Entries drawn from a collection
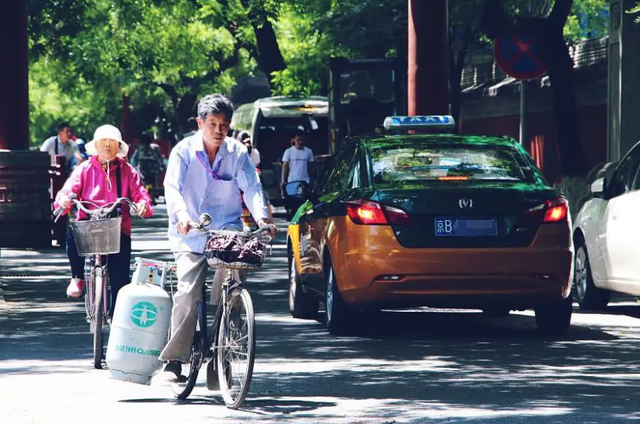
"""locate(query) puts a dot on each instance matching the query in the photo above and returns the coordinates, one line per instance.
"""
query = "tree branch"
(560, 12)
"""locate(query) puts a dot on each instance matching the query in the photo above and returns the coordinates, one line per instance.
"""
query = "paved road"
(412, 367)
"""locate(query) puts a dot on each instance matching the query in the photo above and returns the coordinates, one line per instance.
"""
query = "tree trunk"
(554, 53)
(269, 56)
(456, 67)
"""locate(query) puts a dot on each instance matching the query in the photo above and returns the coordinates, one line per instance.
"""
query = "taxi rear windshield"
(449, 163)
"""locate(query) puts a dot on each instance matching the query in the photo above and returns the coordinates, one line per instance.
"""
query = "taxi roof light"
(419, 122)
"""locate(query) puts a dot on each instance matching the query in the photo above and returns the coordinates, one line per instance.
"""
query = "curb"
(3, 303)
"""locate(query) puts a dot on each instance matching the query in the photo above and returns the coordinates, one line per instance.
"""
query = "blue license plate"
(462, 227)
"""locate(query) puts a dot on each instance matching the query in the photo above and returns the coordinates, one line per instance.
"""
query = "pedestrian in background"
(62, 145)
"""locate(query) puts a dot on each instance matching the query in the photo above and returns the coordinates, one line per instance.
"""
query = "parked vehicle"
(295, 194)
(442, 220)
(607, 235)
(271, 122)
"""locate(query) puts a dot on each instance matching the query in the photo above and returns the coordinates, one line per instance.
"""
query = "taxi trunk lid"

# [Given task]
Convert all the rows above into a JSON list of strings, one string for each line, omitting blank lines. Leave the pictures out of the answer.

# [Solution to this exercise]
[
  "\"\"\"locate(query) puts a dot on each instance matching the query in the photo above and returns the coordinates, one line per instance.",
  "\"\"\"",
  "query = \"tree branch\"",
  "(560, 12)",
  "\"\"\"locate(query) puts a dot on each instance matching the query in the photo above and returns the coordinates, one line per instance.",
  "\"\"\"",
  "query = \"paved road\"",
  "(412, 367)",
  "\"\"\"locate(query) puts a dot on each instance matching the query in the photo above and returns the coordinates, one line per instance.",
  "\"\"\"",
  "query = \"tree trunk\"",
  "(554, 53)",
  "(269, 56)",
  "(456, 67)",
  "\"\"\"locate(query) puts a dot on each instance matching the query in the photo above and returns the coordinates, one line per instance.",
  "\"\"\"",
  "query = \"taxi rear windshield\"",
  "(449, 163)",
  "\"\"\"locate(query) puts a dot on each instance matching the query in the photo above and returns the coordinates, one line per instance.",
  "\"\"\"",
  "query = \"taxi roof light\"",
  "(419, 122)",
  "\"\"\"locate(query) puts a dot on each instance matching the query in the photo above and returns the coordinates, one line per instance.",
  "\"\"\"",
  "query = \"curb\"",
  "(3, 303)",
  "\"\"\"locate(query) puts a dot on each instance matching the query in the photo above and returns the coordinates, one line per instance.",
  "\"\"\"",
  "query = \"blue license plate\"",
  "(462, 227)",
  "\"\"\"locate(query) puts a dot on each instance matching the query in the photo above and returns the coordinates, one line per instance.",
  "\"\"\"",
  "query = \"pedestrian in background\"",
  "(62, 145)",
  "\"\"\"locate(query) puts a dot on each instance matching the query in the photo above and returns the coordinates, one line per instance.",
  "\"\"\"",
  "query = \"parked vehicle\"",
  "(295, 194)",
  "(442, 220)",
  "(607, 235)",
  "(271, 122)",
  "\"\"\"locate(query) puts a dot on each instance matching the query in the photo above and returns the coordinates, one line per instance.",
  "\"\"\"",
  "query = \"taxi trunk lid\""
]